Reproduce the material with every "Give bounding boxes for" changed to "Mark the bounding boxes of" and nothing else altered. Leave the pictures out.

§ **MATERIAL**:
###
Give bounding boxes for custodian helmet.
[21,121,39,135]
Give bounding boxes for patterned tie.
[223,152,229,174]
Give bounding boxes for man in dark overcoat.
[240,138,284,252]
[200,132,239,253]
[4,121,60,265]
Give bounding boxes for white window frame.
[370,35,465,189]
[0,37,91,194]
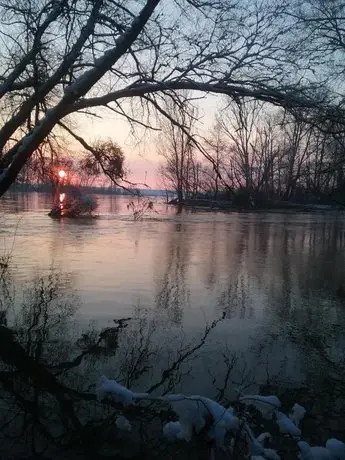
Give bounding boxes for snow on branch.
[97,376,345,460]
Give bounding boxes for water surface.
[0,193,345,393]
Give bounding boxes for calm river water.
[0,193,345,406]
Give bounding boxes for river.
[0,193,345,408]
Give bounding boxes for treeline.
[160,101,345,206]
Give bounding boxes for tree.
[158,99,197,202]
[0,0,342,195]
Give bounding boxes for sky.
[76,95,221,189]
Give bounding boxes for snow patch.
[96,375,135,406]
[239,395,281,420]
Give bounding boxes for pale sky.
[77,96,221,188]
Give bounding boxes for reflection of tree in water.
[216,225,254,319]
[156,223,191,324]
[0,264,233,458]
[243,220,345,441]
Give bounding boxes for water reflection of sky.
[0,194,345,394]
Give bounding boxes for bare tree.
[0,0,338,195]
[158,99,197,202]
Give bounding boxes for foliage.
[127,196,155,220]
[0,0,344,195]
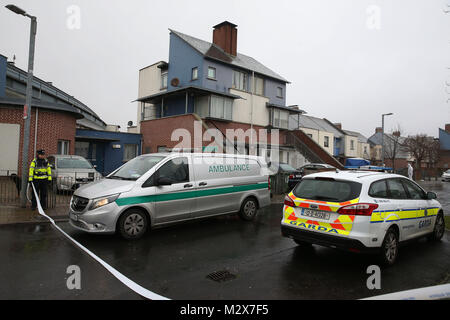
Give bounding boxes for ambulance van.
[69,153,270,239]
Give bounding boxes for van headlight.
[89,193,120,210]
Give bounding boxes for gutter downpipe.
[33,107,39,155]
[248,71,255,153]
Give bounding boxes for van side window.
[387,179,408,199]
[369,180,387,198]
[158,158,189,184]
[402,179,425,200]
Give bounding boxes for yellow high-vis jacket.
[28,159,52,181]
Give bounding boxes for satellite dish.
[170,78,180,87]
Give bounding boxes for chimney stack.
[213,21,237,56]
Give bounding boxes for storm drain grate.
[206,270,236,282]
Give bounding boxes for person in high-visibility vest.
[28,150,52,210]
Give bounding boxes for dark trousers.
[31,179,48,210]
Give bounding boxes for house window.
[123,144,138,161]
[161,72,167,89]
[58,140,70,154]
[323,136,330,148]
[233,71,247,91]
[272,109,289,129]
[75,141,89,159]
[277,87,283,98]
[253,76,264,96]
[192,67,198,80]
[208,67,216,80]
[209,96,233,120]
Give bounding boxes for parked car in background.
[442,169,450,181]
[47,155,102,191]
[269,162,300,189]
[289,163,336,189]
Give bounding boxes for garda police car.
[281,170,445,265]
[69,153,270,239]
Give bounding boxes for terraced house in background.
[137,21,344,167]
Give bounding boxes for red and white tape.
[31,184,170,300]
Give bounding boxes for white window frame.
[56,140,70,155]
[191,67,198,80]
[277,87,284,98]
[232,70,248,91]
[208,67,217,80]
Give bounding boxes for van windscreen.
[293,178,362,202]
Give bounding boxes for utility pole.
[381,113,393,167]
[6,4,37,208]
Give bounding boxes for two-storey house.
[137,22,304,165]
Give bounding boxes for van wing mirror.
[427,192,437,200]
[156,177,173,186]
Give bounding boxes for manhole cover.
[206,270,236,282]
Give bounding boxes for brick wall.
[0,105,76,175]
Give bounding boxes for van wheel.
[428,212,445,241]
[380,229,398,266]
[239,198,258,221]
[118,209,148,240]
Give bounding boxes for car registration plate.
[301,209,330,220]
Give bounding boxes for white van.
[69,153,270,239]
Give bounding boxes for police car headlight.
[89,193,120,210]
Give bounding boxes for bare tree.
[404,134,430,169]
[426,139,441,168]
[384,125,403,170]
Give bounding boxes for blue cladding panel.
[439,129,450,150]
[76,129,142,174]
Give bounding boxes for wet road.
[0,204,450,299]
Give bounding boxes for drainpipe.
[33,107,39,157]
[249,71,255,153]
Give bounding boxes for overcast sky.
[0,0,450,136]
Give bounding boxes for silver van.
[69,153,270,239]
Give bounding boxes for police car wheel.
[428,213,445,241]
[294,239,312,247]
[239,198,258,221]
[381,229,398,266]
[118,209,148,240]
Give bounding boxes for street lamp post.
[381,113,393,166]
[6,4,37,208]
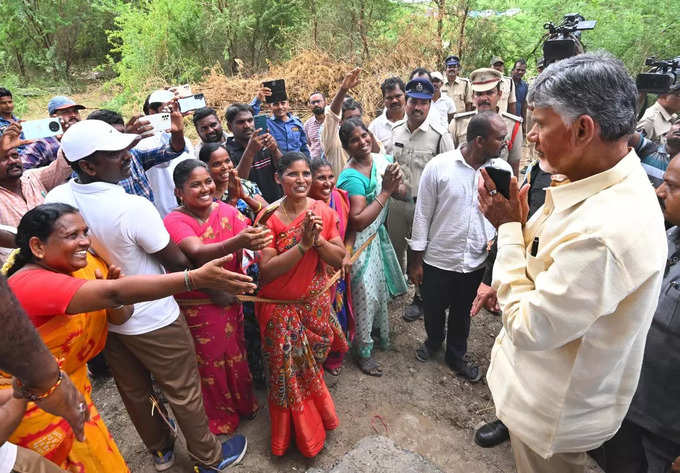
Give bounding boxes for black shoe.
[447,360,482,383]
[475,419,510,448]
[402,299,423,322]
[416,343,434,363]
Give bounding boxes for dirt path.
[94,288,599,473]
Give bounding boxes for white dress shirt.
[408,149,512,273]
[487,151,667,458]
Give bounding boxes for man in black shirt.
[225,103,283,202]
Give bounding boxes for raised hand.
[237,226,274,251]
[189,255,257,294]
[341,67,361,90]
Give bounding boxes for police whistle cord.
[236,232,378,304]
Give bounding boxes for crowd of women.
[3,114,406,473]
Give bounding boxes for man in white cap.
[46,120,247,472]
[449,68,524,175]
[387,77,453,322]
[430,71,456,128]
[490,56,517,113]
[135,89,194,217]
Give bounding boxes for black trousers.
###
§ **CORRECT RESPONSE**:
Mark the bounding boxes of custodian helmet.
[21,121,39,135]
Mark the bounding boxes of patterned tie.
[223,152,229,174]
Mark the bounding boxes of man in dark overcoat.
[240,138,284,252]
[200,132,239,253]
[4,121,60,265]
Mark the bounding boxes of white window frame.
[370,35,465,189]
[0,37,91,194]
Mark the bounding boxes of snow on branch.
[97,376,345,460]
Mark the bounding boxes of water surface.
[0,193,345,393]
Mark the bounding boxes of calm river water.
[0,193,345,406]
Mark the bounding boxes of river.
[0,193,345,408]
Mark the bounding boxes of treeline.
[160,101,345,206]
Mark the bounding boxes of tree.
[158,99,197,202]
[0,0,342,195]
Mark the bounding boxes of sky.
[76,95,221,189]
Mark the bounding boxes of snow patch.
[96,375,135,406]
[239,395,281,420]
Mark the bounding boxes of pale sky.
[77,96,221,188]
Mark the bounding boxes of reflection of tree in water.
[216,225,254,319]
[156,223,191,324]
[0,264,233,458]
[243,220,345,441]
Mark the bounding boxes of water reflection of sky.
[0,194,345,394]
Mark the bounding boxes of bare tree.
[0,0,338,195]
[158,99,197,202]
Mark the bounding boxes of foliage.
[127,196,155,220]
[0,0,344,195]
Mark the bounding boxes of ambulance van.
[69,153,270,239]
Mark the bounding boxes of van headlight.
[89,193,120,210]
Mark the bounding boxes of gutter downpipe.
[33,107,39,155]
[248,71,255,153]
Mark the bounding boxes of van side window.
[387,179,408,199]
[369,180,387,198]
[158,158,189,184]
[402,179,425,200]
Mark the bounding boxes of yellow high-vis jacket.
[28,159,52,181]
Mark the bounding boxes of satellite dish.
[170,78,180,87]
Mark the bounding boxes of chimney stack.
[213,21,237,56]
Mark the bounding boxes of storm drain grate.
[206,270,236,282]
Mark the bounding boxes of person in high-visibility vest.
[28,150,52,210]
Mark the bounding boxes of dark trousers.
[31,179,48,210]
Mark the bounding boxes of house window.
[123,144,138,161]
[161,72,167,89]
[58,140,70,154]
[323,136,330,148]
[233,71,247,91]
[272,109,289,129]
[75,141,89,159]
[277,87,283,98]
[253,76,264,96]
[192,67,198,80]
[208,67,216,80]
[209,96,233,120]
Mark the bounding boxes of parked car in background.
[442,169,450,181]
[47,155,102,191]
[269,162,300,189]
[289,163,336,189]
Mark the bounding boxes of garda police car.
[281,170,445,265]
[69,153,270,239]
Mark the bounding boxes of terraced house in background.
[137,21,344,167]
Mark the bounding boxes of red and white tape.
[31,184,170,300]
Mark the bounding boxes of white window frame.
[56,140,70,155]
[191,67,198,80]
[277,87,284,98]
[232,70,248,91]
[208,67,217,80]
Mark the bounding boxes of van windscreen.
[293,178,362,202]
Mark the bounding boxes of utility pole.
[381,113,393,167]
[6,4,37,208]
Mark the bounding boxes of two-storey house.
[137,22,304,165]
Mark the bounding boxes of van wing mirror.
[427,192,437,200]
[156,177,173,186]
Mark the bounding boxes of manhole cover.
[206,270,236,282]
Mark the bounding boxes of brick wall.
[0,105,76,175]
Mark the bounding boxes of van wheel.
[428,212,445,241]
[380,229,398,266]
[239,198,258,221]
[118,209,148,240]
Mark the bounding boxes of car registration plate.
[301,209,330,220]
Mark the bounding boxes of white van.
[69,153,270,239]
Mark the bounding boxes of police car headlight.
[89,193,120,210]
Mark the bounding boxes of bare tree.
[404,134,430,169]
[426,139,441,168]
[384,125,403,170]
Mark the bounding boxes of blue cladding panel.
[439,129,450,150]
[76,129,142,174]
Mark the bounding boxes of wet road.
[0,204,450,299]
Mark the bounding boxes of drainpipe.
[33,107,39,157]
[249,71,255,153]
Mark the bounding boxes of overcast sky.
[0,0,450,136]
Mark the bounding boxes of silver van.
[69,153,270,239]
Mark the bounding boxes of police car wheel.
[428,213,445,241]
[294,239,312,247]
[239,198,258,221]
[381,229,398,266]
[118,209,148,240]
Mark the bounding boxes of street lamp post.
[381,113,393,166]
[6,4,37,208]
Mark the bounding boxes of black shoe.
[447,360,482,383]
[475,419,510,448]
[402,299,423,322]
[416,343,434,363]
Mark the bounding boxes of dirt path.
[94,288,599,473]
Mark the bounding boxes of white dress shirt.
[408,149,512,273]
[487,151,667,458]
Mark the bounding boxes of man in black shirt.
[225,103,283,202]
Mark the bounding boxes of raised hand.
[237,226,274,251]
[189,255,257,294]
[341,67,361,90]
Mark the bounding boxes of police whistle cord.
[236,232,378,304]
Mark the bounding boxes of crowd of women.
[3,114,406,473]
Mark the bounding boxes of man in white cap.
[46,120,247,472]
[449,68,524,175]
[387,77,453,322]
[430,71,456,128]
[490,56,517,113]
[135,89,194,217]
Mark the bounding boxes of black trousers.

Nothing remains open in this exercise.